El trámite parlamentario de la reforma del Estatuto de Autonomía está a punto de concluir su primera etapa con la finalización del trabajo de la ponencia. Desde las primeras reuniones se vio la identidad de planteamientos del PSOE y del PP, al optar por llevar a cabo una reforma del actual Estatuto, renunciando a redactar uno nuevo, como se había hecho en varias de las comunidades autónomas en el anterior mandato. Los dos partidos mayoritarios apoyaron un texto moderado que no ocasione problemas cuando sea examinado en el Congreso de los Diputados, y centrado en mejoras técnicas de carácter práctico. Ambos partidos desecharon la posibilidad de alumbrar un Estatuto de contenido identitario-reivindicativo, que era la opción esbozada por IU.
La orientación marcada en la ponencia puede que no provoque grandes entusiasmos ni adhesiones, pero es políticamente muy sólida. Para comprenderlo hay que partir de algunas premisas. El Estatuto de Autonomía no es susceptible de aportar, en ningún caso, la solución a los problemas regionales, limitándose a establecer el marco que permite organizar el autogobierno. Los grandes problemas regionales de desempleo, envejecimiento, baja empleabilidad, déficit de infraestructuras de comunicación o infradesarrollo del sector servicios, no se resuelven redactando un Estatuto en clave de pequeña Constitución.
De la fuerte identidad regional asturiana (comunidad histórica entre las históricas) se derivan consecuencias de orden cultural, pero ninguna fricción con el Estado. El encaje de Asturias en el Estado de las Autonomías es armónico, y los peligros no proceden de ansias centralistas larvadas, sino de las tensiones centrífugas de algunos territorios hegemonizados por ideologías nacionalistas. Frente a la moda imperante en la anterior legislatura de reformar los estatutos para convertirlos en instrumentos útiles para un hipotético tránsito hacia un Estado confederal, los dos grandes partidos asturianos siguen el camino opuesto, reforzando el Estado descentralizado, como forma de asegurar el bienestar de los asturianos.

- EXTRACTO DE FILAS -
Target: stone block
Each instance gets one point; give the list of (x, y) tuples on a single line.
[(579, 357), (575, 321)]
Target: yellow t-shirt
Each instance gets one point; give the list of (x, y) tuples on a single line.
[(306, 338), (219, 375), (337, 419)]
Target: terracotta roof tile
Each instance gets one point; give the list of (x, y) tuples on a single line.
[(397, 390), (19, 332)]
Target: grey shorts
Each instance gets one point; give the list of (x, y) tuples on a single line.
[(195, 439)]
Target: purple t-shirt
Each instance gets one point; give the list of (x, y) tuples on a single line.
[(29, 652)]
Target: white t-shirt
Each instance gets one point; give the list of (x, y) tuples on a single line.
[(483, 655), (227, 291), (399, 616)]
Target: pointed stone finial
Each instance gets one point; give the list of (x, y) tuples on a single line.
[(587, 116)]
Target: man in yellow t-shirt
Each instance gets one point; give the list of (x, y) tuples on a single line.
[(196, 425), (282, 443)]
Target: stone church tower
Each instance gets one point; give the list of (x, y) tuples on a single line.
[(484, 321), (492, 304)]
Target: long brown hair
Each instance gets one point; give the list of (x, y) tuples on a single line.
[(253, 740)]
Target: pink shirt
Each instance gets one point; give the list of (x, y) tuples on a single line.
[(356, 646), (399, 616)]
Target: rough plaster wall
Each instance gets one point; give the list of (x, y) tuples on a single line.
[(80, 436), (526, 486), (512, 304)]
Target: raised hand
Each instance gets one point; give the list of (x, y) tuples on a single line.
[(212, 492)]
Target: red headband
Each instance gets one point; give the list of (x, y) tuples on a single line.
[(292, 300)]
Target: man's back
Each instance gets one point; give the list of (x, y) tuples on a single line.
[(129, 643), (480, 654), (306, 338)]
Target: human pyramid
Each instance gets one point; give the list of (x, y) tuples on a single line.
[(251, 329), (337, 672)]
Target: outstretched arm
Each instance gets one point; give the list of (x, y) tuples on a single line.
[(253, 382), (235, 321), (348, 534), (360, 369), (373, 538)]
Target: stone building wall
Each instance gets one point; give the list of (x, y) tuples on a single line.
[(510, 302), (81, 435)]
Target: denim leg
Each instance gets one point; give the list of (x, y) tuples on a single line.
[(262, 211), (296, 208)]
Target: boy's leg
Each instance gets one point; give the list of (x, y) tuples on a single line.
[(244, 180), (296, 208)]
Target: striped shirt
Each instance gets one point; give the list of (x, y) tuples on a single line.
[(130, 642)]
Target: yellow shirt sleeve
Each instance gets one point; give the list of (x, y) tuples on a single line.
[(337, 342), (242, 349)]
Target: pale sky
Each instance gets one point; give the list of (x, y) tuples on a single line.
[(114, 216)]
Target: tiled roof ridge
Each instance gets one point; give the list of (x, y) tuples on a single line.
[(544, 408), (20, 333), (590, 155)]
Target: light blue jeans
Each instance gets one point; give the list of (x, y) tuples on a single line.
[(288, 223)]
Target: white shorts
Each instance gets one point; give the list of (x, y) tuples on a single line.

- TAREAS POR HACER -
1: Pasa a una tabla Markdown las filas que van desde la línea que contiene "Target: raised hand" hasta la que contiene "[(292, 300)]", ambas incluidas, con las columnas N.º y Línea y sin las líneas en blanco.
2: Sigue escribiendo el texto sobre la reforma del Estatuto de Autonomía de Asturias a partir de su última frase.

- RESULTADOS POR TAREA -
1:
| N.º | Línea |
|---|---|
| 1 | Target: raised hand |
| 2 | Each instance gets one point; give the list of (x, y) tuples on a single line. |
| 3 | [(212, 492)] |
| 4 | Target: red headband |
| 5 | Each instance gets one point; give the list of (x, y) tuples on a single line. |
| 6 | [(292, 300)] |

2:
Decía que la orientación de la reforma del PSOE y del PP es muy sólida, porque Asturias es la región más beneficiada por las inversiones del Estado en los últimos veinte años (el único territorio en que la inversión por habitante reúne dos características: superar nuestra aportación al PIB nacional y ser mayor que la que nos corresponde por población, en todos y cada uno de los veinte ejercicios) y porque el modelo de financiación autonómica contempló la aportación de fondos de nivelación suficientes para gestionar los servicios públicos. Tratar de socavar poder y recursos al Estado desde las comunidades autónomas es apostar por aflojar los vínculos de solidaridad que aportan renta disponible para los asturianos.
Los dos escollos
La sintonía del PSOE y del PP en la ponencia no fue óbice para que se sustanciaran dos desacuerdos, relativos a la capitalidad y la investidura del presidente. El reconocimiento explícito de la capitalidad de Oviedo en el Estatuto, con la previsión de una ley que desarrolle el estatus de la capitalidad, es un peaje que tiene que pagar Ovidio Sánchez a Gabino de Lorenzo.
El precedente invocado por el PP es el de Santiago de Compostela, capital gallega con estatus reconocido. La diferencia estriba en que Santiago no era más que sede universitaria y eclesiástica hasta la formación del Estado de las Autonomías, y no tenía infraestructuras suficientes para albergar las sedes institucionales y de servicios propios de la capitalidad autonómica, mientras que Oviedo lleva doce siglos siendo capital del territorio circundante. Oviedo es el municipio asturiano con más riqueza, gracias a la capitalidad.
Gabino es alcalde de Oviedo y estrella declinante del PP asturiano, pero en vísperas del congreso regional de su partido tiene capacidad de presión. Quizás el PSOE, en aras del consenso, realice una vaga promesa de presentar una ley sobre la capitalidad con reconocimientos meramente honoríficos para la ciudad de Oviedo. Una cesión que implicaría algún tipo de trueque.
El otro asunto en discordia es de más enjundia y tiene que ver con el visto bueno del Parlamento al candidato a presidente. El PSOE mantiene el apoyo a la fórmula actual, que consiste en ser elegido presidente por mayoría absoluta de la Cámara en primera votación, no siendo necesaria ninguna mayoría cualificada en la segunda. PP e IU proponen el método clásico de las investiduras a presidente. La gran diferencia estriba en que el método actual no admite votos en contra, de tal forma que la discrepancia sólo puede expresarse con la abstención de los diputados o presentando a otro candidato. Sin embargo, en las investiduras parlamentarias caben los votos negativos, necesitando el candidato para ser investido más votos a favor que en contra. Por este método se invisten los presidentes del Gobierno en España.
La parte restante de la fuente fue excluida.